Objetivo do exercício:
Segundo o documento de origem, qual é o primeiro objetivo específico definido pelo Viva Brasília?

Documento de origem:
=======
Assim, com um trabalho orientado, com a integração entre as forças segurança pública e entre atores públicos e órgãos de governo, com participação da sociedade civil e com o estabelecimento de processos de informação e transparência, o Viva Brasília define os objetivos específicos, que também se comportam como os eixos da política: I) redução dos crimes violentos letais intencionais; II) redução dos crimes violentos contra o patrimônio; III) aumento da confiança da população nas instituições de segurança pública e melhoria da prestação do serviço público de segurança; e, IV) diminuição da vulnerabilidade social por meio da promoção da paz social e de políticas de prevenção de violências.

Deste modo, em consonância com os atributos assumidos pelo modelo de Gestão por Resultados o Pacto utiliza-se de objetivos bem definidos que servem de base para a composição dos demais elementos da política e mesmo aos processos de accountability, os quais compõem a discussão deste trabalho.
=======
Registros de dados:

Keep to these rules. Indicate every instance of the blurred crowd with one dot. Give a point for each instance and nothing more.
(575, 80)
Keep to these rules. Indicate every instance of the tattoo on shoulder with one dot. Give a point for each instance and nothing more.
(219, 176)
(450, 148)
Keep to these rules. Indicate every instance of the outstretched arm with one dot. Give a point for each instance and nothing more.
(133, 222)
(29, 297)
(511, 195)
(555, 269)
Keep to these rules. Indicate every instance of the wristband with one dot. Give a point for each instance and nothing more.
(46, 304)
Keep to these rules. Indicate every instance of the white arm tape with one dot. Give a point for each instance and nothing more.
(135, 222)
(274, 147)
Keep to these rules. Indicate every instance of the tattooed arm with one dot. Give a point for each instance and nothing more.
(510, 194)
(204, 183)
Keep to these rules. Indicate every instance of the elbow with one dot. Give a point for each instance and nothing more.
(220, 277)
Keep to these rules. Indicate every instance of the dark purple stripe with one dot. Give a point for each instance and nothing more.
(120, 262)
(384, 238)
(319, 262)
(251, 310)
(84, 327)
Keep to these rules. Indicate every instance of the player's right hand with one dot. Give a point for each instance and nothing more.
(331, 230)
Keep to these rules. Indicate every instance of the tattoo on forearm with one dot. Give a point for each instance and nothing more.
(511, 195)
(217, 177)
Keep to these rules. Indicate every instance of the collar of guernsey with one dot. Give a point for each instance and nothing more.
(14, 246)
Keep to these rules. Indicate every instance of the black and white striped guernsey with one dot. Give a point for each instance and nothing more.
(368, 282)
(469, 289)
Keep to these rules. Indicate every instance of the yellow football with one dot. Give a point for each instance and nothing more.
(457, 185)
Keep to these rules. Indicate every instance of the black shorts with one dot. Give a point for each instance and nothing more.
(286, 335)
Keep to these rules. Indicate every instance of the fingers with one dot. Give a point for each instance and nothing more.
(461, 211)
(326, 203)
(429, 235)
=======
Resposta completa:
A redução dos crimes violentos letais intencionais.